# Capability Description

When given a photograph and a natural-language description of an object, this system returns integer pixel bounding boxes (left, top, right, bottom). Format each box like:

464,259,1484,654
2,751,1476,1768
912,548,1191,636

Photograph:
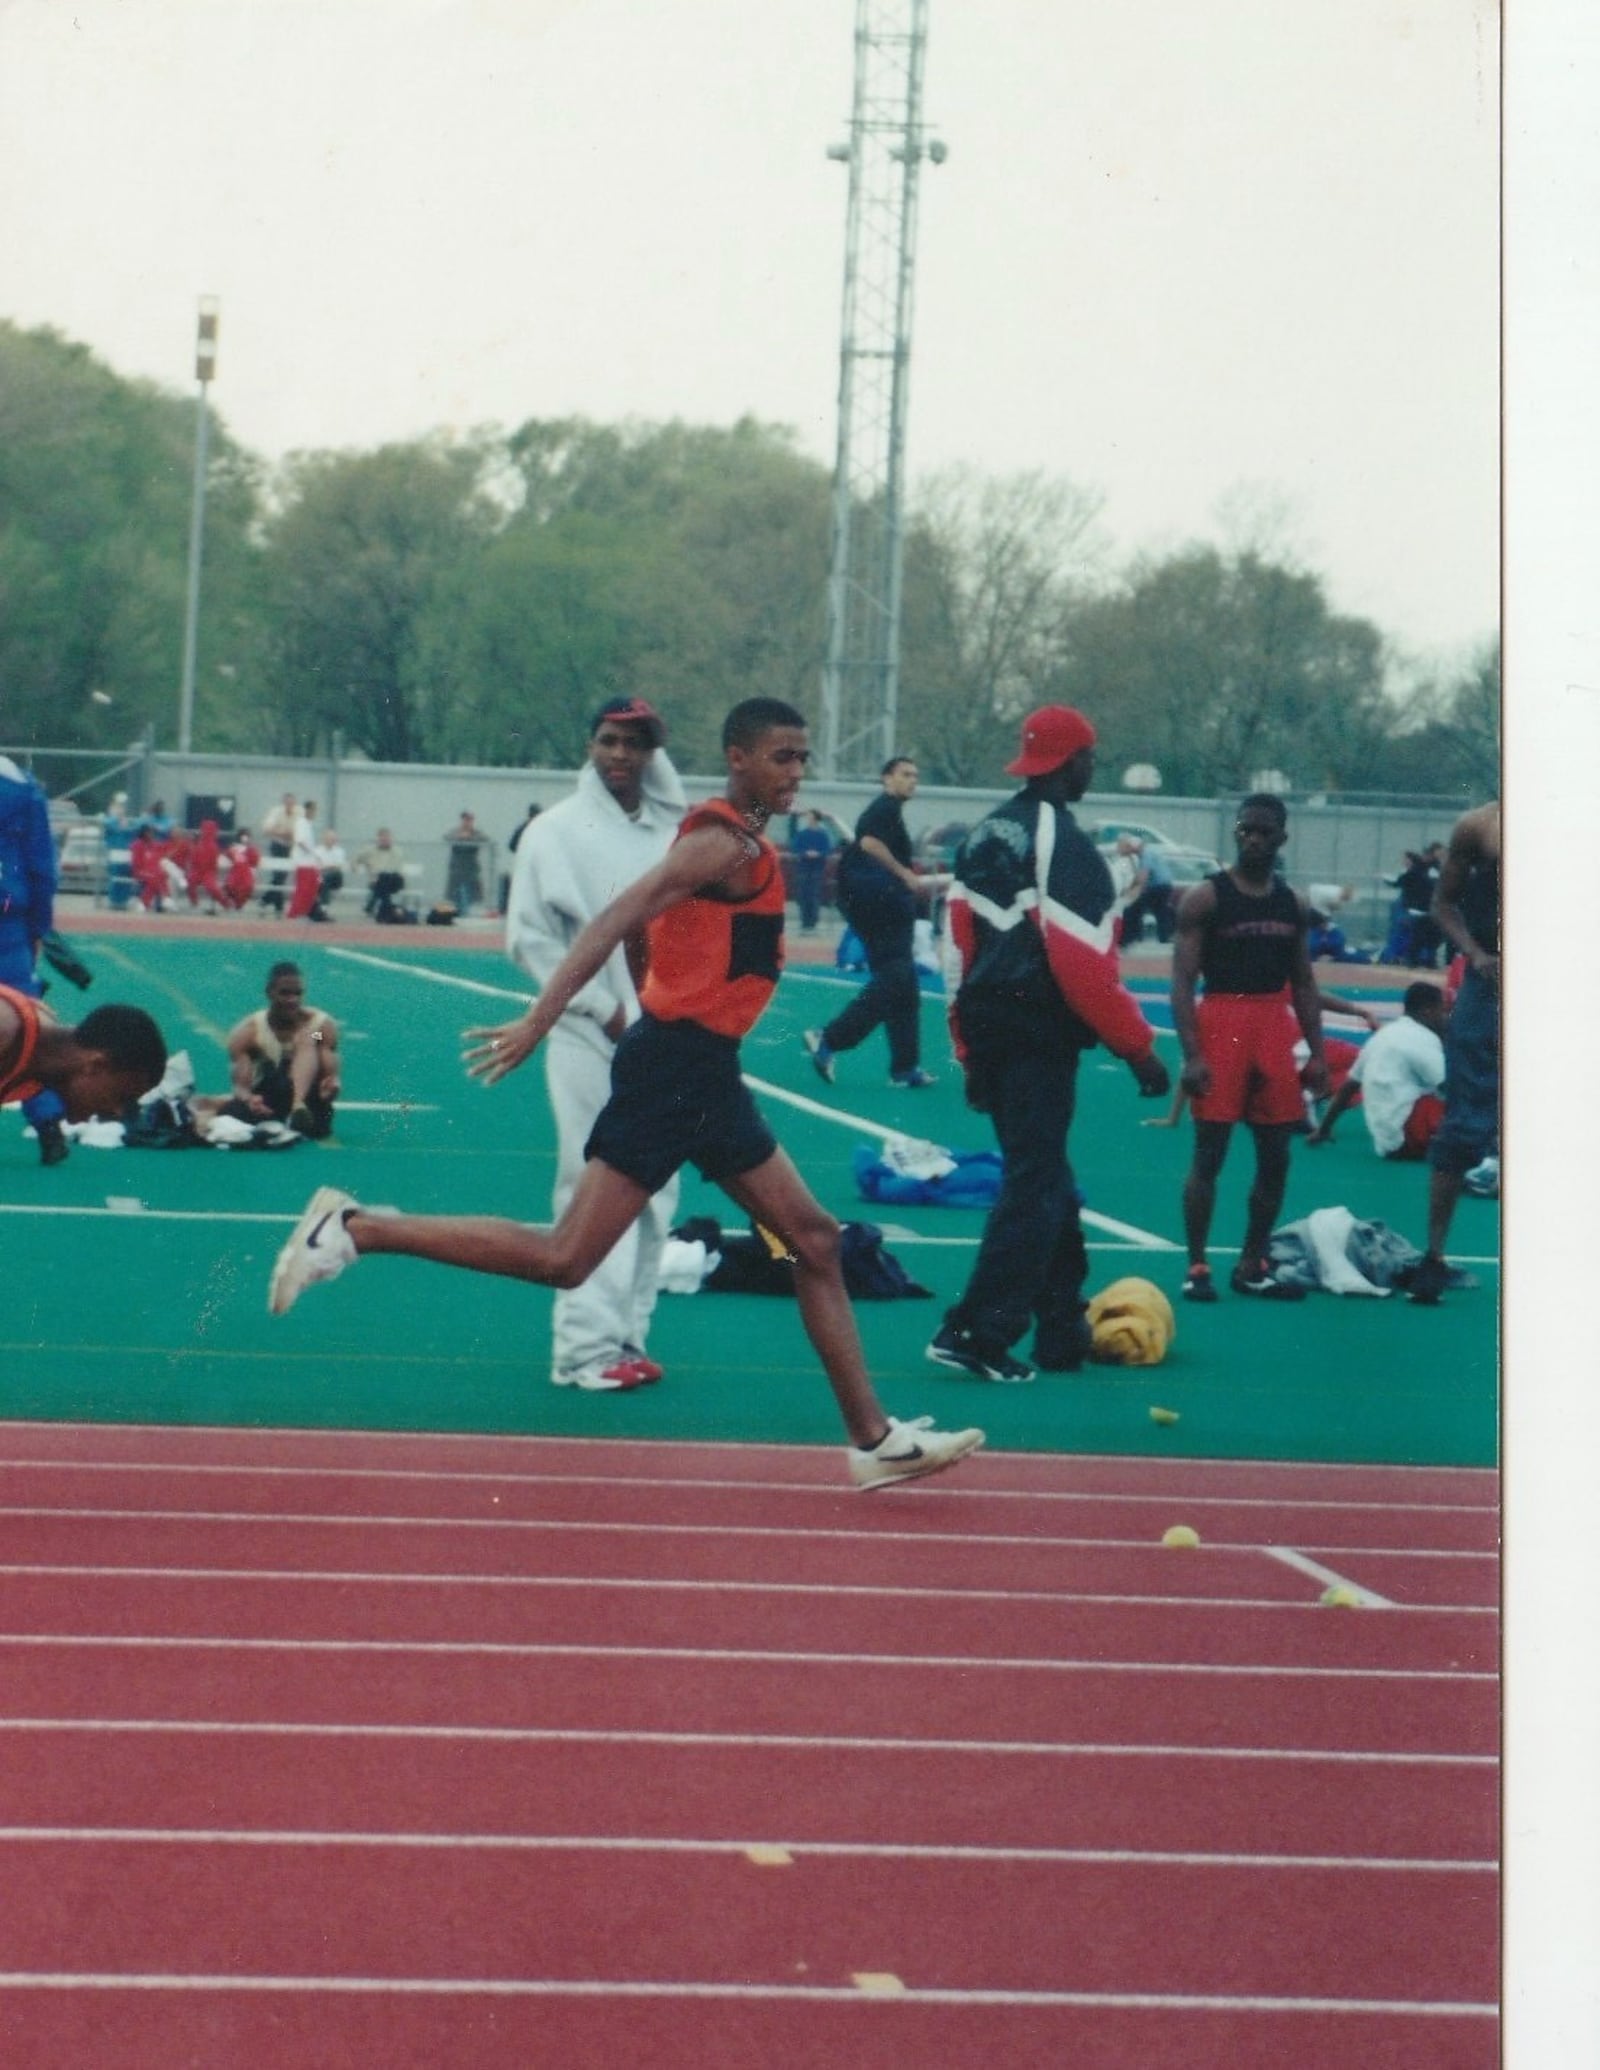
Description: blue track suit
0,758,66,1131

^^^^

-- What is required --
Please reproduce the records above exactly, leaving out every picture.

-- Output for this exercise --
# Capability Description

When given a photograph and a natural-language description of an object, this system returns integer pixel bounding boxes (left, top, right, bottom). Format each box like:

464,259,1484,654
2,751,1476,1768
912,548,1191,636

Photograph:
Description: blue track suit
0,758,66,1131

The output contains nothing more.